Wednesday, September 20, 2017

"My Brothers Keeper" Reviewed by Religion Journal



Book Title: My Brother’s Keeper
Author: Bill Kassel
Author Website: www.billkassel.com
Genre: Historical/Religious Fiction
Publisher: Company Publications/Saint Joseph Communications
ISBN: 978-0-938984-06-1
Reviewed by Fr. Michael P. Orsi originally for Homiletic and Pastoral Review

My Brother’s Keeper is an inspirational novel of a type that used to be broadly popular: a Bible-based narrative that expands on the Gospels to tell an engaging story about a character whose life is touched by Christ. Classics such as Ben Hur and The Robe are examples of this genre of religious storytelling that was once at the heart of the literary mainstream.
In our cynical, materialist age, such works have largely fallen out of fashion. Even the Christian publishing houses tend to shy away from Bible fiction, preferring instead to offer contemporary or historical tales that center on moral conflicts, along with those innumerable series of so-called “Christian romances.” And when secular publishers touch on the Bible these days, we’re mainly treated to gnostic conspiracies or wild speculations about Jesus’ “secret wife.”
Catholic author Bill Kassel is attempting to swim against the fashionable tide with a tale that’s remarkably orthodox but that offers an unconventional perspective on Jesus and his family. He accomplishes this through a deft blending of canonical and non-canonical elements, spiced with historical research and a good deal of imaginative supposition.
His story is premised on two ancient pious traditions: (1) that Joseph was a widower with children when he married a much younger Mary, and (2) that Mary herself had been raised in the Temple at Jerusalem as a sort of Jewish proto-“nun.” These ideas are not Kassel’s inventions, but rather are rooted in the Apocryphal Gospels (such as the Protoevangelium of James), early Christian writings that are largely overlooked in the Western Church today.
The plot of My Brother’s Keeper gets nudged into motion when Joseph is asked to take a teenage Mary as his wife because she is approaching her “impurity” (the onset of menstruation), which will require her to leave the Temple. Mary’s mother, Anna, is dead, and her father, Joachim, is nearing death himself, so the girl needs a home and husbandly protection. The twist is that this arrangement must allow Mary to preserve the celibacy she has chosen for herself.
Thus Kassel both sets the stage for all kinds of domestic complications within Joseph’s extended household, and advances a neat rationale for the Catholic doctrine of Mary’s Perpetual Virginity which even Protestants might accept. Through such clever literary contrivances My Brother’s Keeper tries to fill many of the gaps in the Gospels and answer questions that have challenged the Christian imagination over millennia.
The book’s anchor is James, described in the Bible as “the brother of the Lord,” and in Kassel’s telling the youngest of Joseph’s children. James dreams of becoming a Doctor of the Law. He pursues his goal under the tutelage of Hillel, the most renowned sage of First-Century Judaism, and Gamaliel, Hillel’s grandson (who is recognized as an important leader of the Sanhedrin in The Acts of the Apostle).

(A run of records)

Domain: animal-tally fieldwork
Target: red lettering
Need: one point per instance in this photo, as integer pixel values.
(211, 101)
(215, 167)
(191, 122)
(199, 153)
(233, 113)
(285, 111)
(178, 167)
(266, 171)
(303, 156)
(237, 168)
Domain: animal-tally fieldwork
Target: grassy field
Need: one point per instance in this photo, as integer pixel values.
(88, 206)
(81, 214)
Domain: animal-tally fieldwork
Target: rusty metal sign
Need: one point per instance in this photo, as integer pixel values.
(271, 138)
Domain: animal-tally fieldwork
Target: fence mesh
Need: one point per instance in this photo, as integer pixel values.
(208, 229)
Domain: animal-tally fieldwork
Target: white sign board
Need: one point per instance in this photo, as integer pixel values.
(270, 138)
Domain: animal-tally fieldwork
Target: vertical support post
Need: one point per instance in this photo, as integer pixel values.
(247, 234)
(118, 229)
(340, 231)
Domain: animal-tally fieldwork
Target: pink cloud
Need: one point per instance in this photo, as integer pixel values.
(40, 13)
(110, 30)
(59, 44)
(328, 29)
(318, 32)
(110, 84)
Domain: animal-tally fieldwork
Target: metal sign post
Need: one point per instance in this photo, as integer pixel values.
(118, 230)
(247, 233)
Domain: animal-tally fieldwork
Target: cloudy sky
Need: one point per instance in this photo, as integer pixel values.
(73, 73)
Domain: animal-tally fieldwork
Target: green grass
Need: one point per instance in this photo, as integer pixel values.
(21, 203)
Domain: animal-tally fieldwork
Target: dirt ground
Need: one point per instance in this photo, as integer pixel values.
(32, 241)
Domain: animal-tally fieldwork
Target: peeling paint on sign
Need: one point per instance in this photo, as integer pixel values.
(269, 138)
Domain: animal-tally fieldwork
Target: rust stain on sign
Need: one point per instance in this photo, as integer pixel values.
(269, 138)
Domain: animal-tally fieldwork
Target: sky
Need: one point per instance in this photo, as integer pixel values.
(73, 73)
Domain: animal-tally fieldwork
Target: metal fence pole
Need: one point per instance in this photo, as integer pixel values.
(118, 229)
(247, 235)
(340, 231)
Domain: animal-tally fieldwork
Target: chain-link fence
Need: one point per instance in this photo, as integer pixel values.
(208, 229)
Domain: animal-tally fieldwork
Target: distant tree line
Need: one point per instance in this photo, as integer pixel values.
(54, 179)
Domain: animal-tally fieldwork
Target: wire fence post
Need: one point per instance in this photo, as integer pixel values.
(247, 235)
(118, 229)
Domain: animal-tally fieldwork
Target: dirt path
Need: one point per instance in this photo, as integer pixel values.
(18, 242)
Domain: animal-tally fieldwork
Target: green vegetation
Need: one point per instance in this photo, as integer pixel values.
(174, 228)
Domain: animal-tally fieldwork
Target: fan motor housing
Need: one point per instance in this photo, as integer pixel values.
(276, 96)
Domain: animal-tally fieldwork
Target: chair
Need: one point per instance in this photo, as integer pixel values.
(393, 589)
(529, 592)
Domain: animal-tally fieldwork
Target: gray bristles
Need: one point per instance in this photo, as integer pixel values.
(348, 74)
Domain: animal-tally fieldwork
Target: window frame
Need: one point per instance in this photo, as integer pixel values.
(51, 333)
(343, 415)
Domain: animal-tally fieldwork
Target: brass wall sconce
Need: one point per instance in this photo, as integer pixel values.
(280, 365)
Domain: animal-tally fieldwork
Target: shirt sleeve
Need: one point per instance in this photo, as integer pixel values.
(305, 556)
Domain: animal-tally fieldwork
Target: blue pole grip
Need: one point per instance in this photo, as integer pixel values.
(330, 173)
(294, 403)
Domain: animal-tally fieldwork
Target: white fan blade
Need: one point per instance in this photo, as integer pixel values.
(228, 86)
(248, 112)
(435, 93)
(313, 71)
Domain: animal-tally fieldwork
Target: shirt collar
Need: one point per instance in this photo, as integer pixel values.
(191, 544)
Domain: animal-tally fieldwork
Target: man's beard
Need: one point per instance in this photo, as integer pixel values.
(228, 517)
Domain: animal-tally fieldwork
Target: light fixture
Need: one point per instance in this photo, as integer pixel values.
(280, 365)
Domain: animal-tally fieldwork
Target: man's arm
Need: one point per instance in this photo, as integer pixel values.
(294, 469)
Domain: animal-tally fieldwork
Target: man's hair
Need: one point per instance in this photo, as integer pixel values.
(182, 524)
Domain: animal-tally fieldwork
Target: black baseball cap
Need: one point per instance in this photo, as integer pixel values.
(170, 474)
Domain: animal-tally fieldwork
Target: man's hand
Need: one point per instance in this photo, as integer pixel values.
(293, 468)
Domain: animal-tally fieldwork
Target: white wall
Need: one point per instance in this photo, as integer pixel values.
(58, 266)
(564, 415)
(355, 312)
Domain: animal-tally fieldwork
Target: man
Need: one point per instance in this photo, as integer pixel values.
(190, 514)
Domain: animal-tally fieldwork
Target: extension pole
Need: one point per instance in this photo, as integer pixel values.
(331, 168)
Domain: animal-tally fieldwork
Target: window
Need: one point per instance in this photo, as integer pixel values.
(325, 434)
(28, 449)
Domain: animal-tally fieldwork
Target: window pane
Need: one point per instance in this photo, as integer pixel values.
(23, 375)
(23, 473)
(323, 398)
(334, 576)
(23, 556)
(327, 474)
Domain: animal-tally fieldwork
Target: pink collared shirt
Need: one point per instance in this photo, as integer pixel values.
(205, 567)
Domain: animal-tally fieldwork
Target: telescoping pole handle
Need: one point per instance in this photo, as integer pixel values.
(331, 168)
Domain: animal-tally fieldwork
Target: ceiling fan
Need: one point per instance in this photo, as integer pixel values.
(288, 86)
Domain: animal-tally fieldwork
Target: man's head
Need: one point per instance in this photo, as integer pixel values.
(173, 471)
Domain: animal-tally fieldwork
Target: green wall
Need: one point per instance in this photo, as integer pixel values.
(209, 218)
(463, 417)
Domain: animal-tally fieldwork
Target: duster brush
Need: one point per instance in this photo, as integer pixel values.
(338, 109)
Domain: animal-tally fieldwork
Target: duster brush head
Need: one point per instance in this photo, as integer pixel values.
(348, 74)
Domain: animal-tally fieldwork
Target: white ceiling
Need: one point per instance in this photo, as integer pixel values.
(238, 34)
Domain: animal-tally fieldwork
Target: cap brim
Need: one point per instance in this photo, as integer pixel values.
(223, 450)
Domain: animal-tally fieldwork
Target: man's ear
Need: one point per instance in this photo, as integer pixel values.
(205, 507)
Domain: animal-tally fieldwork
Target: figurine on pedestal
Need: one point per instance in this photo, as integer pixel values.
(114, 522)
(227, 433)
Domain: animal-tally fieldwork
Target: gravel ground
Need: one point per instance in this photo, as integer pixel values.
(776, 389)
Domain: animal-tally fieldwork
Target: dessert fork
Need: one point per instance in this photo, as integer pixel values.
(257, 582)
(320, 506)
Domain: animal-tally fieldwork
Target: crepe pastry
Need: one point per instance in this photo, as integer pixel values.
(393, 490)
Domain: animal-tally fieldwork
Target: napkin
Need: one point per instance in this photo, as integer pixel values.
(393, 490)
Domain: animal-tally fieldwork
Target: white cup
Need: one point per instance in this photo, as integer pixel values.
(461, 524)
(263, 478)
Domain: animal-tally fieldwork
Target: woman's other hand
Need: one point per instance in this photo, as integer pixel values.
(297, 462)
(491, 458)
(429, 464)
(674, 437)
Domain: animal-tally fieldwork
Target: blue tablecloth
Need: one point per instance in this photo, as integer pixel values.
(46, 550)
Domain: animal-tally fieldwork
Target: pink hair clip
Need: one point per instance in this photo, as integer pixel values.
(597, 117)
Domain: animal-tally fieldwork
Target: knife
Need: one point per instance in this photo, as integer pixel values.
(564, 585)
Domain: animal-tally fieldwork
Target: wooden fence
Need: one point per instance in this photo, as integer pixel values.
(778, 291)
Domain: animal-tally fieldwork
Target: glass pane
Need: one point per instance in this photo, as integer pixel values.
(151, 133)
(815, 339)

_Set of tasks_.
(1) In the book review, which character is the youngest of Joseph's children in the novel's telling?
(2) Find every line in the records that contains the string "shirt" and copy each one.

_Task responses_.
(1) James

(2)
Target: shirt sleeve
Target: shirt collar
Target: pink collared shirt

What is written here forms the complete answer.